### GOAL OF THE EXERCISE
Update the items from the start through the line that contains "(422, 105), (433, 259)" by replacing "Quick Start" with "Getting Started" and keeping everything else the same. Omit the pictures from your answer.

### PROVIDED RECORDS
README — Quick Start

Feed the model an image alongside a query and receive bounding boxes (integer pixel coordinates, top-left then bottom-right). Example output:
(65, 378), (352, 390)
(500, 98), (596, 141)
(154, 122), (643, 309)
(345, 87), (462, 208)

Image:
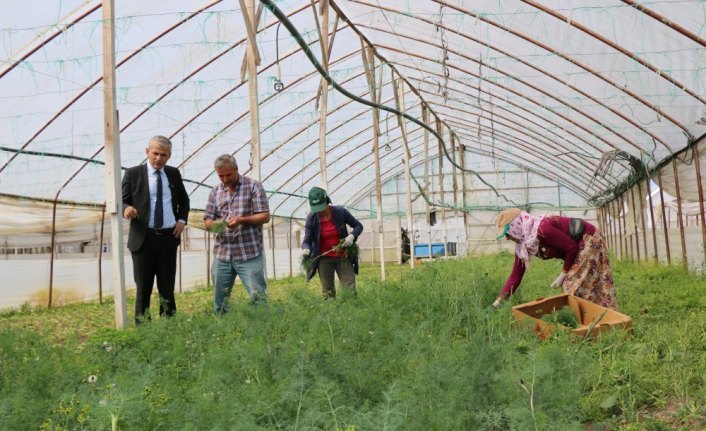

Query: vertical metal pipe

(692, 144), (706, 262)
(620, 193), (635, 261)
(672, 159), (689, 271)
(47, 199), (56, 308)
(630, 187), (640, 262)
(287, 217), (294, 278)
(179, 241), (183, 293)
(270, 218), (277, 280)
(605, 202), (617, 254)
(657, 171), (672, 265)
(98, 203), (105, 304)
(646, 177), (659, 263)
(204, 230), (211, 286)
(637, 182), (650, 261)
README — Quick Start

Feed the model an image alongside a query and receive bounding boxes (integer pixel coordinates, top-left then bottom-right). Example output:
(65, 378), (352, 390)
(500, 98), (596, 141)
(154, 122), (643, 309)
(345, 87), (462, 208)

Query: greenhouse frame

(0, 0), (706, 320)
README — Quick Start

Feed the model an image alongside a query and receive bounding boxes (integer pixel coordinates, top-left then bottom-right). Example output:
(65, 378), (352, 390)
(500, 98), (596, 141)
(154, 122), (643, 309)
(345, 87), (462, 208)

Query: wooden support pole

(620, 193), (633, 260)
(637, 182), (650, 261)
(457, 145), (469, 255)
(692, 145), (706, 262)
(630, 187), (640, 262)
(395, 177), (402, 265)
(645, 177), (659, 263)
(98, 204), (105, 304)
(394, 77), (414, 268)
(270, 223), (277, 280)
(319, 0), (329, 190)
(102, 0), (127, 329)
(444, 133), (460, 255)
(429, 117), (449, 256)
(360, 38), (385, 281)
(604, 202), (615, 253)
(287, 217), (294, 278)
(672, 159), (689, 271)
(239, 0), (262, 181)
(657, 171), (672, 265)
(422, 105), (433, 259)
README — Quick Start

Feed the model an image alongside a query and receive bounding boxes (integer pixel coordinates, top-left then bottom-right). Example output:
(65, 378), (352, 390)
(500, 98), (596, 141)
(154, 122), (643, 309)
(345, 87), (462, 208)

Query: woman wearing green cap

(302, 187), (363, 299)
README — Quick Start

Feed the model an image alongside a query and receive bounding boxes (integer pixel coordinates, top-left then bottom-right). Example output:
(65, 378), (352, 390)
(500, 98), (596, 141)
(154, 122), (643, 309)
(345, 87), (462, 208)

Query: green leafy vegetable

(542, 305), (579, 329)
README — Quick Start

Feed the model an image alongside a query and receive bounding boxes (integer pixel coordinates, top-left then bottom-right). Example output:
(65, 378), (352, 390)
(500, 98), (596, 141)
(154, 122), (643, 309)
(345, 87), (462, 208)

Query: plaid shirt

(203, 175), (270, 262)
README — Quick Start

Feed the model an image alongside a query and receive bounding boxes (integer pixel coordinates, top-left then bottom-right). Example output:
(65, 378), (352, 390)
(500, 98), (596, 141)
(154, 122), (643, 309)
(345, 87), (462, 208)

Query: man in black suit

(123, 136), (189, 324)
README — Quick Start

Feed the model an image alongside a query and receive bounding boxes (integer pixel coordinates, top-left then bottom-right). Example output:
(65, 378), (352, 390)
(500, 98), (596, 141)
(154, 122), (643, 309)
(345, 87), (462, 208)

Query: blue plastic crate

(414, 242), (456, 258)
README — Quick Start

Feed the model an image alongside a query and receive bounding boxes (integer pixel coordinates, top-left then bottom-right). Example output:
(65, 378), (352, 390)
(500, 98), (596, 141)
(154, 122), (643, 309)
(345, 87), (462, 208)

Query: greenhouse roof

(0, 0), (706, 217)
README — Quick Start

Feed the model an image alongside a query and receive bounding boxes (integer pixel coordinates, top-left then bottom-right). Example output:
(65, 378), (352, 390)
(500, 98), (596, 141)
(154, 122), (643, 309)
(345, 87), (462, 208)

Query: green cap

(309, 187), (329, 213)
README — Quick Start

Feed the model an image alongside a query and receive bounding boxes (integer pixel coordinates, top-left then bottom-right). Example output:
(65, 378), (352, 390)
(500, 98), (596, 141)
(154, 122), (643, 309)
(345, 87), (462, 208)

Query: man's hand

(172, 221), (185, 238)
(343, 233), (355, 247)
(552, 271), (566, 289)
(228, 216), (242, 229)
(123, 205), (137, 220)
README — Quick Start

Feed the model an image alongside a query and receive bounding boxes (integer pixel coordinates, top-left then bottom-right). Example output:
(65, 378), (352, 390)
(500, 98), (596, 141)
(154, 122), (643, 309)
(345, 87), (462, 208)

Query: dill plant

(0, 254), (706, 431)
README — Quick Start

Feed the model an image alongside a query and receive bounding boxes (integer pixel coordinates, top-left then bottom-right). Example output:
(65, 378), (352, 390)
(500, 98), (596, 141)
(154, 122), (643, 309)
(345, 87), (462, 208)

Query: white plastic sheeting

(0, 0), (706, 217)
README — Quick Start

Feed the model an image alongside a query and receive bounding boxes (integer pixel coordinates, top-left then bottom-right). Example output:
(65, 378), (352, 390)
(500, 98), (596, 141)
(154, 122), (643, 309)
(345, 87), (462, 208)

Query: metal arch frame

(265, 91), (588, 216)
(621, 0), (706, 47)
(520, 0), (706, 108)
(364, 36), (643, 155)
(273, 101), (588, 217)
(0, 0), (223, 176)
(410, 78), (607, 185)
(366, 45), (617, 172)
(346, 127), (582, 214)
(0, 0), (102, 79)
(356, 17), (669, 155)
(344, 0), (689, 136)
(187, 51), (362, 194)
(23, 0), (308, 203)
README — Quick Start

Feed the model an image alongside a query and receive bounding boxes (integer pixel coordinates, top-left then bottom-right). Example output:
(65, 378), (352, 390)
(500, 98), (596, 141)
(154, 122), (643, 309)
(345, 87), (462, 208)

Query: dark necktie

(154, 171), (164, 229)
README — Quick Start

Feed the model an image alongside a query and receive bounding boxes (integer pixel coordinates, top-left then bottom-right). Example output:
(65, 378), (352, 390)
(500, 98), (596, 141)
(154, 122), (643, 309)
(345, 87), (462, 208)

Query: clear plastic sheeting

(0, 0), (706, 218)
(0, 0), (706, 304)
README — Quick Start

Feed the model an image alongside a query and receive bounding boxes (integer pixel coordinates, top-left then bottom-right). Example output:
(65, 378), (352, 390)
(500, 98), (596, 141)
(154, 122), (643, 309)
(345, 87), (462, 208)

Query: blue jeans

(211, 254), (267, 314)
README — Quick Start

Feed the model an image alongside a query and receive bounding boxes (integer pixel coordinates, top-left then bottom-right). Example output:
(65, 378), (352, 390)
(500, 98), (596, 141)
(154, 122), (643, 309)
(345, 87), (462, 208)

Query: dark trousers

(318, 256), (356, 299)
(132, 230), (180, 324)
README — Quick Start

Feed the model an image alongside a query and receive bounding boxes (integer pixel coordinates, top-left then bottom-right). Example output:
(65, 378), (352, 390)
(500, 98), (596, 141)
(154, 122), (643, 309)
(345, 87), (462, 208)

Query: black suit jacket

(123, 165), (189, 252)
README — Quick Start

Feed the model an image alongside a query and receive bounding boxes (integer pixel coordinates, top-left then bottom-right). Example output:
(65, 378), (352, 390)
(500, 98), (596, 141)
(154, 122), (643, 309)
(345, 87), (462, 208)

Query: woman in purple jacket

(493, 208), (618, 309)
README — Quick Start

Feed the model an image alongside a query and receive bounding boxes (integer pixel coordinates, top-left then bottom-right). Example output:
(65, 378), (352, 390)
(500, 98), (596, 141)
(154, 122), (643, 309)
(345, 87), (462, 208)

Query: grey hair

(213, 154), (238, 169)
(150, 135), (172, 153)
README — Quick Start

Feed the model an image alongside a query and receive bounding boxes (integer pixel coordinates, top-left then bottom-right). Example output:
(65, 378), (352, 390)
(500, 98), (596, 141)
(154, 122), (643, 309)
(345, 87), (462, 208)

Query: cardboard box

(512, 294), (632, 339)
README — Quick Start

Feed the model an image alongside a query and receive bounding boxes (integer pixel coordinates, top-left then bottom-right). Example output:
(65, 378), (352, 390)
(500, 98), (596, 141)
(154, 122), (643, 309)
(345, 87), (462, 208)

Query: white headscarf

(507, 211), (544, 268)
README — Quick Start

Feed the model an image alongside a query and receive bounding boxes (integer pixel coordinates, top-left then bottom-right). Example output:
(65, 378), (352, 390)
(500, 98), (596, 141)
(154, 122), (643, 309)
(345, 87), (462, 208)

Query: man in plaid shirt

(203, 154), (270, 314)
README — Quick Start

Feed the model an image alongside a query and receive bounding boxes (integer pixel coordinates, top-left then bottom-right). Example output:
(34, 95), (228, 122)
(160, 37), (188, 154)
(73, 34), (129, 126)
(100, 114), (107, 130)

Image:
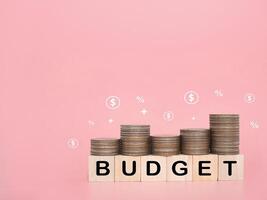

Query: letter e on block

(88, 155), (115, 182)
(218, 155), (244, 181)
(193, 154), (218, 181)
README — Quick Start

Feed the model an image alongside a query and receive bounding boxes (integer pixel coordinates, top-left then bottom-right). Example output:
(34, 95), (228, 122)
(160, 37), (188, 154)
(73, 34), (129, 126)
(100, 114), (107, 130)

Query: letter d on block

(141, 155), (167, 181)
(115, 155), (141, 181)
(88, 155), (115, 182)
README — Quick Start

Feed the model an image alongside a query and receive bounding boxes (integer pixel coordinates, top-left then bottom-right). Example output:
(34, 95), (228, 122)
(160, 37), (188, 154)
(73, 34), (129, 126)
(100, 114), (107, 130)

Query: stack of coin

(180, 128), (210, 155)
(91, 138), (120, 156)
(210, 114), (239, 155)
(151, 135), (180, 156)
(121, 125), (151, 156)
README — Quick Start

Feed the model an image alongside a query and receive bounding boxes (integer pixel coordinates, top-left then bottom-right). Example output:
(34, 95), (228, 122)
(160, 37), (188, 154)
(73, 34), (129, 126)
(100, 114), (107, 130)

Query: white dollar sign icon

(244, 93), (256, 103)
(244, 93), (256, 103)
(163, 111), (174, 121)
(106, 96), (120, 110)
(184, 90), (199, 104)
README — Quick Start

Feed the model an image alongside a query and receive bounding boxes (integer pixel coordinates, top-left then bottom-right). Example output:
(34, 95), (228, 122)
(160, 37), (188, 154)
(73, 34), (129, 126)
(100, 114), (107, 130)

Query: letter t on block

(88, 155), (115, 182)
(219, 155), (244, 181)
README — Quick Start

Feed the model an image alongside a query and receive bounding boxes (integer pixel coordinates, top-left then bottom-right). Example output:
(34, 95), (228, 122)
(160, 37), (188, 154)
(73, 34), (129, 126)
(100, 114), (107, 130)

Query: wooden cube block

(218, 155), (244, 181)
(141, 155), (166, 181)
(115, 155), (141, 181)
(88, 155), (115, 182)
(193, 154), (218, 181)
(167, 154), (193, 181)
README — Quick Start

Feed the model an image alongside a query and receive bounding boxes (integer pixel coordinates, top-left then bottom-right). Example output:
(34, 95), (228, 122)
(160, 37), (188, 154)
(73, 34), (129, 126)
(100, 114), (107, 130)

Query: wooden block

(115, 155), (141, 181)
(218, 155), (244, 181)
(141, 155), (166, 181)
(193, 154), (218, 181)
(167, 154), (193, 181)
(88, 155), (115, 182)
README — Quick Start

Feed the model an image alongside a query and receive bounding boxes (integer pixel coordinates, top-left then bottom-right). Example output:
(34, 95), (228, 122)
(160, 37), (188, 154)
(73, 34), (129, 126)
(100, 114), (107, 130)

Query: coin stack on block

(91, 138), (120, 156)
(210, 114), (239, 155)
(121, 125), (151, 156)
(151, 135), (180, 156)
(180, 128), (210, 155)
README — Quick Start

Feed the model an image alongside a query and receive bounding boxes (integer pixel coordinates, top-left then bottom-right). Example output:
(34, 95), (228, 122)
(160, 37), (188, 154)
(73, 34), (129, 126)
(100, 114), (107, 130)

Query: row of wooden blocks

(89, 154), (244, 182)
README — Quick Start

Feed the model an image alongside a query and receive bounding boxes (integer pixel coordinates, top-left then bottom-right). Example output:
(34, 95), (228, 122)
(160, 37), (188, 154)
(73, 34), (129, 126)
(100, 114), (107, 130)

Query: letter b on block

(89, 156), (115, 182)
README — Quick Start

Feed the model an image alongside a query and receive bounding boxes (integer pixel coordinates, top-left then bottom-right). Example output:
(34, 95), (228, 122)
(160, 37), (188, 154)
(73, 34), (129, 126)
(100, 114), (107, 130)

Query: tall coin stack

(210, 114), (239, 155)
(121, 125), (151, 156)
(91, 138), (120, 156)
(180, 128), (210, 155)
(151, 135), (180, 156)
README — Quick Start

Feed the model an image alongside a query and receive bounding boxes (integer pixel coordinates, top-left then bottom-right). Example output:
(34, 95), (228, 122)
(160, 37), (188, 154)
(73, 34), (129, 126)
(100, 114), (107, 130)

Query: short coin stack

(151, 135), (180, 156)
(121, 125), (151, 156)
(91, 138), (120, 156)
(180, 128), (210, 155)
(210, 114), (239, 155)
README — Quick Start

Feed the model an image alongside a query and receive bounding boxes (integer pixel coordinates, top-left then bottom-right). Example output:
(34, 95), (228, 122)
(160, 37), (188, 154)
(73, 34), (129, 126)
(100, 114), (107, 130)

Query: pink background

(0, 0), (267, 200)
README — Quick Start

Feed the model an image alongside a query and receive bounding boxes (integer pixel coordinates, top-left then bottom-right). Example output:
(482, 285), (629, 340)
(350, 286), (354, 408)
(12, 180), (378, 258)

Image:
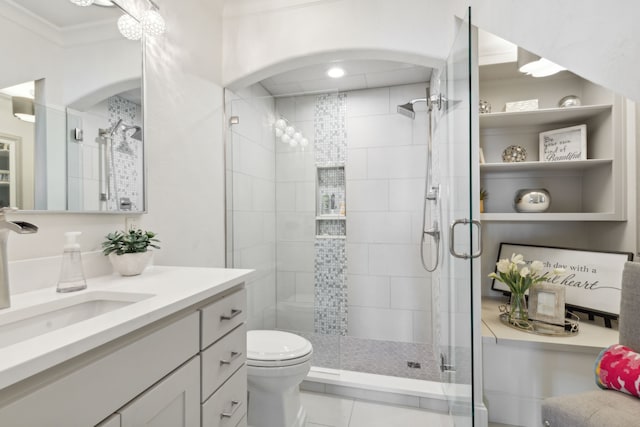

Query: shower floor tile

### TASK RESULT
README — Getting Started

Feed the model an image alongside a query and receive bounding boxes (integer pixel coordinates, top-left then bottom-right). Example output:
(65, 378), (352, 390)
(500, 98), (596, 141)
(154, 122), (643, 309)
(345, 87), (462, 208)

Image:

Query: vertical metal pipe

(692, 144), (706, 262)
(620, 193), (635, 261)
(672, 159), (689, 271)
(47, 199), (56, 308)
(630, 187), (640, 262)
(287, 217), (294, 278)
(179, 241), (183, 293)
(270, 218), (277, 280)
(605, 202), (617, 254)
(657, 171), (672, 265)
(98, 203), (105, 304)
(646, 177), (659, 263)
(204, 230), (211, 286)
(637, 182), (650, 261)
README — Getting Started

Feed the model an image alongside a query and receive bounding boxes (integer pixel coordinates, top-left then bottom-right). Example output:
(65, 378), (352, 390)
(500, 98), (596, 141)
(154, 122), (643, 309)
(345, 87), (462, 208)

Query: greenhouse frame

(0, 0), (706, 320)
README — Getting Started

Feed the model an image alongside a query and receive bounding boxes (integer pixel coordinates, top-left then bottom-right). Example output:
(65, 378), (352, 390)
(500, 98), (596, 141)
(154, 122), (643, 309)
(345, 87), (462, 208)

Query: wooden support pole

(620, 193), (633, 260)
(637, 182), (650, 261)
(457, 145), (469, 255)
(692, 145), (706, 262)
(630, 187), (640, 262)
(395, 177), (402, 265)
(645, 177), (659, 263)
(98, 204), (105, 304)
(394, 77), (414, 268)
(270, 223), (277, 280)
(319, 0), (329, 190)
(102, 0), (127, 329)
(444, 133), (460, 255)
(429, 117), (449, 256)
(360, 38), (385, 281)
(604, 202), (615, 253)
(287, 217), (294, 278)
(672, 159), (689, 271)
(239, 0), (262, 181)
(657, 171), (672, 265)
(422, 105), (433, 259)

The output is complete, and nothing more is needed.